*What is required*.
What do the lines say, reproduced word for word, from the first of the entries below through the line bearing "hole_handling: even-odd rule, per instance"?

Stored data entries

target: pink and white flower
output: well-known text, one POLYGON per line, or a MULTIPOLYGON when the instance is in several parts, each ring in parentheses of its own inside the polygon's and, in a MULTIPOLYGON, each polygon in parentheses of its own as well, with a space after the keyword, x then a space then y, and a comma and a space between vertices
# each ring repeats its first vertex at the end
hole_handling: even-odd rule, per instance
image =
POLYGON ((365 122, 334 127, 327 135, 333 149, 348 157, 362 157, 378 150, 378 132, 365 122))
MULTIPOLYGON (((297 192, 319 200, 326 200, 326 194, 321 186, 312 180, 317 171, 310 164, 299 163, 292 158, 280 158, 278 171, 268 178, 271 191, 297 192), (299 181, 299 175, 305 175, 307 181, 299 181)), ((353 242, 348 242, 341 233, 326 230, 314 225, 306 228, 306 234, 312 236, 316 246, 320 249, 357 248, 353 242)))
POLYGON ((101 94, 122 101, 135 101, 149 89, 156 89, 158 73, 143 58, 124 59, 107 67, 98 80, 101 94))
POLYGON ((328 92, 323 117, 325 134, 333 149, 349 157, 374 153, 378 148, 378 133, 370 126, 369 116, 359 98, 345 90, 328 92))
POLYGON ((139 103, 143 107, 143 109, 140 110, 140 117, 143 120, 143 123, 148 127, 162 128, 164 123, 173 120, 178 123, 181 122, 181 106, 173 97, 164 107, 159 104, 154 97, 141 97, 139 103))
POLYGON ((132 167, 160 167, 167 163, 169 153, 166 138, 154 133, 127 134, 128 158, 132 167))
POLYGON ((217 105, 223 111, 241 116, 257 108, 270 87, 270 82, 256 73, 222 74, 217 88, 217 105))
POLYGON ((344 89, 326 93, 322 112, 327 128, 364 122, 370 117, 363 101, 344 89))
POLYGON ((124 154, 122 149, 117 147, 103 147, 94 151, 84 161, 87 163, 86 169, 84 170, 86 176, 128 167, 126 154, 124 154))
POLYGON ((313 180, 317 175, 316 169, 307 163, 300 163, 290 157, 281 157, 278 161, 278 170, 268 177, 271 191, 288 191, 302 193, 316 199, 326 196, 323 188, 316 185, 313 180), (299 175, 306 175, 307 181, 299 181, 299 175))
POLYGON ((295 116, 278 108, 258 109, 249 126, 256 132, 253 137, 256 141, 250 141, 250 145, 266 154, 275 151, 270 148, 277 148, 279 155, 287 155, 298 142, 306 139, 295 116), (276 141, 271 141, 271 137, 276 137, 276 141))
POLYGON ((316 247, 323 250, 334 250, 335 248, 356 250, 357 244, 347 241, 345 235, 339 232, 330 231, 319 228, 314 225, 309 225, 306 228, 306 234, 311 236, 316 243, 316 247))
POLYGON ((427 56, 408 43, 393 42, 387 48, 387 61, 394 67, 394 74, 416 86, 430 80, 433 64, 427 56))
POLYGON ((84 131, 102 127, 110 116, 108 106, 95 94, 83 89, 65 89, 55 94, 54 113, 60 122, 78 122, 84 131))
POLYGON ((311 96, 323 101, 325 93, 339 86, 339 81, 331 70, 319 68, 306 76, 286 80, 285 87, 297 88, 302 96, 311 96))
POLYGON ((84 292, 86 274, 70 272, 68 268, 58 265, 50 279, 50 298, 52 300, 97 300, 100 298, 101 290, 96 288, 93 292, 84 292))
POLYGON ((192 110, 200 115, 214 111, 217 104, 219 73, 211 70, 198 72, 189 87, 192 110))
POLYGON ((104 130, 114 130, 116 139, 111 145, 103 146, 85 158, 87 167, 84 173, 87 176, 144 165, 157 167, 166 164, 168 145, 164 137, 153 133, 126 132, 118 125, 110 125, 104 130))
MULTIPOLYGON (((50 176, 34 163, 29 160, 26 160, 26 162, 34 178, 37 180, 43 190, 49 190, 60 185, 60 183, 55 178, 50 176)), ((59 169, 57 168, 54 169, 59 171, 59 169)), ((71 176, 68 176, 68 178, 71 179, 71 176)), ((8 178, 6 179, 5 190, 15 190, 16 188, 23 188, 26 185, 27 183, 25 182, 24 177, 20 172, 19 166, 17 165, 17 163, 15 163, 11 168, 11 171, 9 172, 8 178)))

*Written answer*.
target: pink and white flower
output: well-known text, one POLYGON per line, or a MULTIPOLYGON when the instance is in several parts, each ring in parentheses of its own inside the polygon's and, in a MULTIPOLYGON, each polygon in parentheses of its own as well, with a space after the keyword, x then a space then y, and a comma and a space between vertices
# each ring repeats its first vertex at the end
hole_handling: even-odd rule, per instance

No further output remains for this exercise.